__GIVEN INSTRUCTION A__:
Answer these questions from the passage about The Occult: A History, one answer per line, marked the same way.
(i) What sum did the book cost at the time it was bought?
(ii) Whom had the writer invited to speak at Columbia?
(iii) Who is named as the evolutionary theorist?

__PASSAGE PROVIDED__:
+--

One January day around my birthday, before the semester had properly begun, I had a few dollars in my pocket, and took the M5 bus down to the Brentano's, now a Barnes and Nobles, opposite Scribner's, now Sepphora. And since then The Occult: A History has stood on my shelf, several shelves, for thirty five years and more. Taking it down I once more admire the chaste design of the dust jacket, and the quotation which no doubt induced me to part with the then princely sum of ten dollars: "One day I believe man will have s sixth sense -- a sense of the purpose of life, quite direct and in-inferred. This is Faculty X. And the paradox is that we already posess it to a large degree, but are unconscious of posessing it. It lies at the heart of all so-called 'occult experience. It is with such experience that this book is concerned."
As an historian of ideas I was well aware of the esoteric side of the Renaissance and Enlightenment, having drunk from the deep wells of Dame Frances Yates. I had invited Ivan Illich to speak at Columbia over the bleatings of such "sheep in wolves' clothing" as Maxine Greene, and listened with rapt attention as the Croatian priest showed how Commenius created the modern theory of education of the materials of early modern alchemy as the grand attempt to raise the base metals of human childhood to a higher state of existence. I was even present when Putoff (or was it Targ?) presented the rusults of their work on remote viewing and psychokinesis at Stanford Research Institute to the Columbia physics seminar.
I had no clue that oddballs like Blavatsky, Steiner, Crowley, and Gurjieff might have anything to say to me about raising my own level of consciousness and human potential. Indeed, even now I find each of these figures I have named deeply disturbing, to say the least -- as does Wilson himself, though less so in the case of Gurjieff. It is fair to say that without The Occult I would not have discovered Robert Graves (even or especially with I, Claudius on the boob tube Sunday nights), or John Cowper Powys, or even Sir Alister Hardy, the evolutionary theorist, when I needed them. I might have found them later when my mind was perhaps duller, and certainly less impressionable.

+--

__GIVEN INSTRUCTION B__: Transcribe the lines of the entries from the line that contains "frame. Give the box" through the line that contains "[116,258,193,350]", with both of those lines included.

__MATERIAL SUPPLIED__:
+--

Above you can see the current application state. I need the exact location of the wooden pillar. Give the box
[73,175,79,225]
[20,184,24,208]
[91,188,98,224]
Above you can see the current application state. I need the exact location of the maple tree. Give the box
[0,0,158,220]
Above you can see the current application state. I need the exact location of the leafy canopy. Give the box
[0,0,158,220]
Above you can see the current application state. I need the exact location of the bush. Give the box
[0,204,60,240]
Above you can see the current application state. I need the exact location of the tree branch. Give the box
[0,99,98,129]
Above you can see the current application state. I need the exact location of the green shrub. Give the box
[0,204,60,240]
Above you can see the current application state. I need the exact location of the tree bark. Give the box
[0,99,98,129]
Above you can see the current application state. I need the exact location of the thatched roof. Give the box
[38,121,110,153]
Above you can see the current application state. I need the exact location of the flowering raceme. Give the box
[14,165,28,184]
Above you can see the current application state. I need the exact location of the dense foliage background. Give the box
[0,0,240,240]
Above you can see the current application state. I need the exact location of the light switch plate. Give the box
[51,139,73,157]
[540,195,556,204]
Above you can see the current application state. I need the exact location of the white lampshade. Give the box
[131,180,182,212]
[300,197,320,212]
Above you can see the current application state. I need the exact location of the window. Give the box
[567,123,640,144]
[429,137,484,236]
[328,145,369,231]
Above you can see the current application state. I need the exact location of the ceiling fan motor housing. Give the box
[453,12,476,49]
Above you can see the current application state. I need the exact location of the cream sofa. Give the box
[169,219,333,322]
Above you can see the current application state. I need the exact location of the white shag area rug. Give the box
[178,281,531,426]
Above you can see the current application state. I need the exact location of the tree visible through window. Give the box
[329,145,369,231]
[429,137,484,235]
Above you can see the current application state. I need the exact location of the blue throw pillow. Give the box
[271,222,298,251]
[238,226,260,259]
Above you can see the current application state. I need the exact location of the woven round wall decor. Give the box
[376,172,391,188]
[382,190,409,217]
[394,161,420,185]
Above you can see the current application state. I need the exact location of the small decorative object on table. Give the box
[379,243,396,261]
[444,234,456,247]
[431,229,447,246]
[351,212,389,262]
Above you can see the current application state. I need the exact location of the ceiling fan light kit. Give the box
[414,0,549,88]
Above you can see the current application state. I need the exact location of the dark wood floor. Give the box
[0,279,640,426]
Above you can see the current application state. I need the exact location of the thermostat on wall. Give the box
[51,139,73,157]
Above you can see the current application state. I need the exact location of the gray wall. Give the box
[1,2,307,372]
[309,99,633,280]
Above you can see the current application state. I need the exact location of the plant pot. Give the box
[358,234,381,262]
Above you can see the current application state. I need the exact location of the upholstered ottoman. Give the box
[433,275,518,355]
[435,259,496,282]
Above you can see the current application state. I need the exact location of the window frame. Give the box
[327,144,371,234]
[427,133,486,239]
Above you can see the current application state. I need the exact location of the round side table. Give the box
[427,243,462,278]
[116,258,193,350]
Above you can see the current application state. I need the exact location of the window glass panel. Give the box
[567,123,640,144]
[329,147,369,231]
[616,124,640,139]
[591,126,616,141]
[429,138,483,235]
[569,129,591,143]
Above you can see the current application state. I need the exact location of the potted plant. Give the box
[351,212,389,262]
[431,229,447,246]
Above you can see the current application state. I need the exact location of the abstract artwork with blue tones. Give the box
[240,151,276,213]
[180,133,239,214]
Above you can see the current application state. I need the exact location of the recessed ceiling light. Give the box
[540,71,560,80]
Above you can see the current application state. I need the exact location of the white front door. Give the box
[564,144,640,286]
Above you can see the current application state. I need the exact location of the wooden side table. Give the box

+--

__RESULT A__:
(i) Ten dollars.
(ii) Ivan Illich.
(iii) Sir Alister Hardy.

__RESULT B__:
Above you can see the current application state. I need the exact location of the window frame. Give the box
[327,144,371,234]
[427,133,486,239]
Above you can see the current application state. I need the exact location of the round side table. Give the box
[427,243,462,278]
[116,258,193,350]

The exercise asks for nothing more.